> **Page text**
::::

Importantly, iBA also have been discovered in humans, where they were found in close vicinity to areas that contain classical BAT or within BAT depots (Wu et al. 2012; Jespersen et al. 2013).
iBA can revert to WA (Rosenwald et al. 2013). This process is known as “whitening” and can be observed for iBA and also in the classical BAT of obese mice. Whitening in BAT is characterized by an increase in lipid droplet size, a reduction in vascularization, and a decrease in VEGF expression compared to nonobese mice (Shimizu et al. 2014).
Pink adipocytes add another color to adipose tissue. These special adipocytes arise during pregnancy and lactation in subcutaneous WA of the mammary gland (Giordano et al. 2014). They not only produce milk but they also secrete leptin which might play a role in the regulation of obesity in the offspring (Giordano et al. 2014; Morroni et al. 2004).
In summary, adipose tissue is a highly dynamic tissue, with a white compartment that can expand and contract to match the energy supply and demand of the organism and a brown compartment comprised of both classical and inducible cell types, which shows high plasticity in number and activation of BA. Understanding the signaling pathways that regulate adipose tissue might reveal new targets for antiobesity therapies, which are highly needed in times of the obesity pandemic.
3 Central Nervous System Control of BAT
As with other organ systems in the body, BAT is under both neural and endocrine control. Autonomic regulation of BAT has been recently reviewed (Tupone et al. 2014), and its role in health and disease suggests potential clinical applications through altering BAT activity.

::::

> **Recorded data**
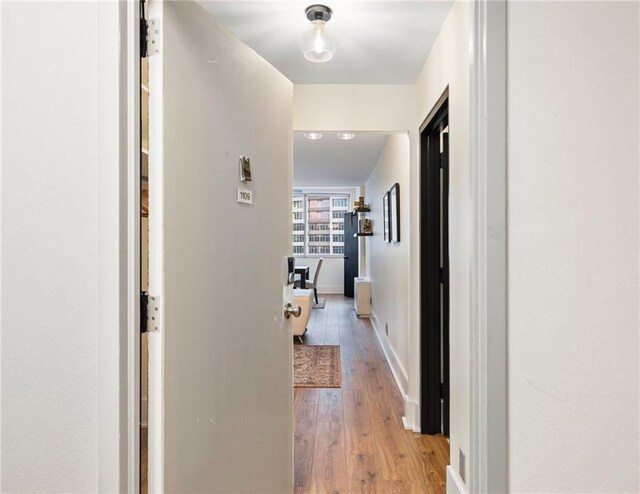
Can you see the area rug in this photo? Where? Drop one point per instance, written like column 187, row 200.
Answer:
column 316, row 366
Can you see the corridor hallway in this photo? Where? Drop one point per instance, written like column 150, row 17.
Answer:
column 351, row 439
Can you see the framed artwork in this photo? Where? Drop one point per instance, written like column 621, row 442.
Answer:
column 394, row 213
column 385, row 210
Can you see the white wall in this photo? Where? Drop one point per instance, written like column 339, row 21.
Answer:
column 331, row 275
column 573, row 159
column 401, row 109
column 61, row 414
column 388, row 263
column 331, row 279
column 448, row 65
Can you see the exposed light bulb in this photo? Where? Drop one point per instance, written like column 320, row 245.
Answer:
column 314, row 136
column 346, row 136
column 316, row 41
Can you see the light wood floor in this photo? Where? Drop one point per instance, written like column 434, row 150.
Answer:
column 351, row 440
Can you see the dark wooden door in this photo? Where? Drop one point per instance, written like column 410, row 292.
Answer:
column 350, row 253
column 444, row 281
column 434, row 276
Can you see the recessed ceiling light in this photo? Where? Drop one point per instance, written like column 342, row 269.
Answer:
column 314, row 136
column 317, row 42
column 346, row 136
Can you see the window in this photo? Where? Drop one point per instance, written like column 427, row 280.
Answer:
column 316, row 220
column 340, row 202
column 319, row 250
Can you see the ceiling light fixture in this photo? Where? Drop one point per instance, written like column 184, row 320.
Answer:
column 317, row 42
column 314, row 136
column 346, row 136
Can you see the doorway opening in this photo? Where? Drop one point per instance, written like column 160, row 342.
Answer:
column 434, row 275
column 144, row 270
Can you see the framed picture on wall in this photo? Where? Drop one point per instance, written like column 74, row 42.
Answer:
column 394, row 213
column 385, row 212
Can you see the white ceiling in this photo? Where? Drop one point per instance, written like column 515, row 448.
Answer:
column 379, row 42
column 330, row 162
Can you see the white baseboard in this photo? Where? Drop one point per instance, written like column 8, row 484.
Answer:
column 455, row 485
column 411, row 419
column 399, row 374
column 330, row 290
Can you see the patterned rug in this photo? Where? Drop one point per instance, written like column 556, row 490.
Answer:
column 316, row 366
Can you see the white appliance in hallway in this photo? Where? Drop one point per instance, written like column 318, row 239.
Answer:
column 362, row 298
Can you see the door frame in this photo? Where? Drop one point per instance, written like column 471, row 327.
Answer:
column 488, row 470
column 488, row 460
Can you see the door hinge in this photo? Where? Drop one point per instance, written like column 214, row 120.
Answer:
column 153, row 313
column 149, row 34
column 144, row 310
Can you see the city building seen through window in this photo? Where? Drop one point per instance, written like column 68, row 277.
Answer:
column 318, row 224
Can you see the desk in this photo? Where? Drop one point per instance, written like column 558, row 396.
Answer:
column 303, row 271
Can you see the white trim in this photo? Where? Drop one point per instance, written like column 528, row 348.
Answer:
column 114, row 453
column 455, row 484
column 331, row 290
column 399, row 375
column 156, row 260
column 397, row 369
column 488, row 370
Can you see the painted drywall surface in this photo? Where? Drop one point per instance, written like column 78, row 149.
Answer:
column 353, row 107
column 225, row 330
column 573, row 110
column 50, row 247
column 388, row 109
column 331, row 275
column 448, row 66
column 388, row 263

::::

> **Brief**
Can you extend the adipose tissue text, starting right after its last sentence about the clinical potential of altering BAT activity?

> **Answer for the task**
BAT sympathetic nerve system (SNS) activity controlling BAT thermogenic function is modulated by central nervous system neural networks that react to thermal afferent signaling from cutaneous and body core thermal receptor systems and also to changes in the firing of central neurons with intrinsic thermal reactivity. In addition to this basal network providing thermal regulation of BAT thermogenesis, a second system of central networks controlling metabolic aspects of energy homeostasis provides centrally derived neural inputs into peripheral BAT thermogenic action. The role of cGMP signaling in central control of energy balance has been most recently demonstrated through intraventricular application of CNP, which alters food intake by activation of the melanocortin system in mice (Yamada-Goto et al. 2013). In addition, intravenously applied BNP modulated ghrelin, hunger, and satiety in humans (Vila et al. 2012).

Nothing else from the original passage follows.